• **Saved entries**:
________________________________________
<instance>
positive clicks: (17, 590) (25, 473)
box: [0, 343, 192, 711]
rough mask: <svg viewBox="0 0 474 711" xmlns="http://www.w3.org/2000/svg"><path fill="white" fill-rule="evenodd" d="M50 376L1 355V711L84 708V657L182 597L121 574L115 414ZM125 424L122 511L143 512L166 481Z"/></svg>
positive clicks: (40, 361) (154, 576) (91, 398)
________________________________________
• **Task prompt**: Reproduce the listing above, substituting "foreground points" for each occurrence of "positive clicks" and leaving everything else unchanged.

• **Answer**:
<instance>
foreground points: (17, 590) (25, 473)
box: [0, 343, 192, 711]
rough mask: <svg viewBox="0 0 474 711" xmlns="http://www.w3.org/2000/svg"><path fill="white" fill-rule="evenodd" d="M50 376L1 355V711L84 708V657L182 597L121 574L115 414ZM125 424L122 511L143 512L166 481Z"/></svg>
foreground points: (40, 361) (154, 576) (91, 398)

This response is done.